Do this
Can you render all of the material below as a JSON list of strings, with one string per line and no blank lines? Leave the pictures out of the list.

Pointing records
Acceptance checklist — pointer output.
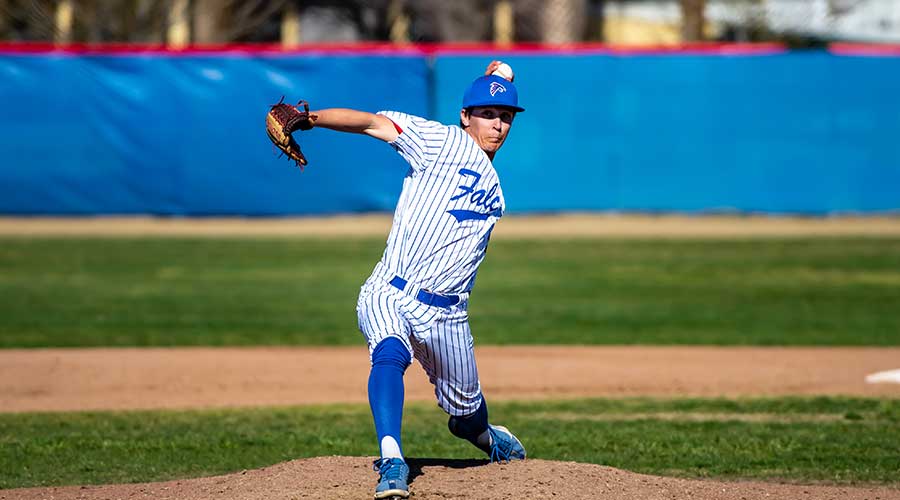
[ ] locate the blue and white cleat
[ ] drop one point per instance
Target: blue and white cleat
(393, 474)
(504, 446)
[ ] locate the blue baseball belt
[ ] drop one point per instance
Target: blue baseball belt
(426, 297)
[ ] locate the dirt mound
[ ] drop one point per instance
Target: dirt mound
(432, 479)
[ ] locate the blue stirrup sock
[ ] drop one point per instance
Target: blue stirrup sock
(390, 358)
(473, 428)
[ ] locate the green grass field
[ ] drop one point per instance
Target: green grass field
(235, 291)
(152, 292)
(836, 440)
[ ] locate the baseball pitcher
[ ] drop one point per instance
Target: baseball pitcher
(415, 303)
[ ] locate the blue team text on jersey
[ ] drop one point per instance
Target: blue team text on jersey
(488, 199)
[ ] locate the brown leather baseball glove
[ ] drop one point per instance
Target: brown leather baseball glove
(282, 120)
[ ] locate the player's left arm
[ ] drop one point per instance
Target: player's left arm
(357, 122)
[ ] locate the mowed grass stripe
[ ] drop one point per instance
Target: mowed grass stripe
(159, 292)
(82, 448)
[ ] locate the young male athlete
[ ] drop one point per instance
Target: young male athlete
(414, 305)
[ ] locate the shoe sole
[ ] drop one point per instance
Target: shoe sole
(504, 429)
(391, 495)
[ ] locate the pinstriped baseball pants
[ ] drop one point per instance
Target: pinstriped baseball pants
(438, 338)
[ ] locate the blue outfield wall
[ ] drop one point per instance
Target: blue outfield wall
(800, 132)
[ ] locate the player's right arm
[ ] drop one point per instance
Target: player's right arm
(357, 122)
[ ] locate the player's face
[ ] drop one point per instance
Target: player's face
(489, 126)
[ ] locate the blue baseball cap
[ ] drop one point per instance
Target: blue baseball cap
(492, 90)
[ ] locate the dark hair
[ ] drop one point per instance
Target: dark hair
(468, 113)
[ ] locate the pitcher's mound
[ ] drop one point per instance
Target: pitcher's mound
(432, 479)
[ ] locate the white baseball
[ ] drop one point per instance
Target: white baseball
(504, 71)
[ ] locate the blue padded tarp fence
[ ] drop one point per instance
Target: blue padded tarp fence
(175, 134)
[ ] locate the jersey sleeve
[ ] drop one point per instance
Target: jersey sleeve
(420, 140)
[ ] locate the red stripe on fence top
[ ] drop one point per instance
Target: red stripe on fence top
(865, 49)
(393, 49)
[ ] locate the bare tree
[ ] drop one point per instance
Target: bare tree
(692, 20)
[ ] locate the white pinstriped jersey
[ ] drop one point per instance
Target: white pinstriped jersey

Result
[
  "Acceptance checklist — pointer output.",
  "[ ] locate the blue and white cleat",
  "[ ] drop one point per instance",
  "Target: blue and white cleat",
  "(393, 474)",
  "(504, 446)",
  "[ ] locate the blue baseball belt",
  "[ ] drop one point per instance",
  "Target: blue baseball belt",
  "(426, 297)",
  "[ ] locate the dirt mound",
  "[ ] drop one point per instance",
  "Target: dirt mound",
  "(432, 479)",
  "[ ] locate the blue stirrup sock",
  "[ ] drop one point per instance",
  "Target: blue stirrup sock",
  "(390, 358)",
  "(473, 428)",
  "[ ] locate the green grass field",
  "[ ] drop one point per instance",
  "Target: green grass field",
  "(235, 291)",
  "(152, 292)",
  "(836, 440)",
  "[ ] locate the baseball pitcher",
  "[ ] drop one point per instance",
  "Target: baseball pitcher",
  "(415, 303)",
  "[ ] locate the blue team text on jersey",
  "[ ] drop one point per instance",
  "Target: blue team text on jersey",
  "(488, 199)",
  "[ ] locate the brown leather baseball glove",
  "[ ] drop one point per instance",
  "Target: brown leather baseball glove",
  "(282, 120)",
  "[ ] locate the player's left arm",
  "[ ] drop one point per instance",
  "Target: player's left arm",
  "(357, 122)",
  "[ ] locate the mowed grass stripe",
  "[ ] drop one point per instance",
  "Target: mowed grass stripe",
  "(159, 292)",
  "(82, 448)",
  "[ ] locate the young male athlete",
  "[ ] drop one point per instance",
  "Target: young male athlete",
  "(414, 305)",
  "[ ] locate the shoe sole",
  "[ ] drop one point per instance",
  "Target: shoe sole",
  "(504, 429)",
  "(391, 495)",
  "[ ] locate the pinstriped baseball pants",
  "[ ] drop one point per instance",
  "Target: pinstriped baseball pants",
  "(438, 338)",
  "[ ] locate the blue outfield wall",
  "[ ] drop one point per instance",
  "Target: blue outfield wall",
  "(800, 132)",
  "[ ] locate the player's right arm",
  "[ ] drop one point per instance",
  "Target: player's right arm",
  "(357, 122)",
  "[ ] locate the player's face",
  "[ ] drop one point per instance",
  "Target: player's face",
  "(489, 126)",
  "[ ] locate the blue baseball cap",
  "[ ] drop one point per instance",
  "Target: blue baseball cap",
  "(492, 90)",
  "[ ] locate the dark hair",
  "[ ] drop one point per instance",
  "Target: dark hair",
  "(468, 113)",
  "[ ] locate the pitcher's mound",
  "[ ] drop one point per instance",
  "Target: pitcher's mound",
  "(432, 479)",
  "[ ] locate the white baseball",
  "[ ] drop one point per instance",
  "Target: white baseball",
  "(504, 71)",
  "[ ] locate the blue padded tarp fence",
  "[ ] drop one point per instance",
  "Target: blue padded tarp fence",
  "(175, 134)",
  "[ ] locate the jersey sleeve",
  "[ ] drop one point per instance",
  "Target: jersey sleeve",
  "(420, 140)",
  "[ ] locate the red stripe on fence top",
  "[ ] drop one point per instance",
  "Target: red stripe on fence top",
  "(865, 49)",
  "(393, 49)",
  "[ ] locate the bare tree",
  "[ ] drop one point per instance",
  "Target: bare tree",
  "(692, 20)",
  "[ ] locate the white pinstriped jersey",
  "[ ] drop one point per instance",
  "Target: white pinstriped jersey"
]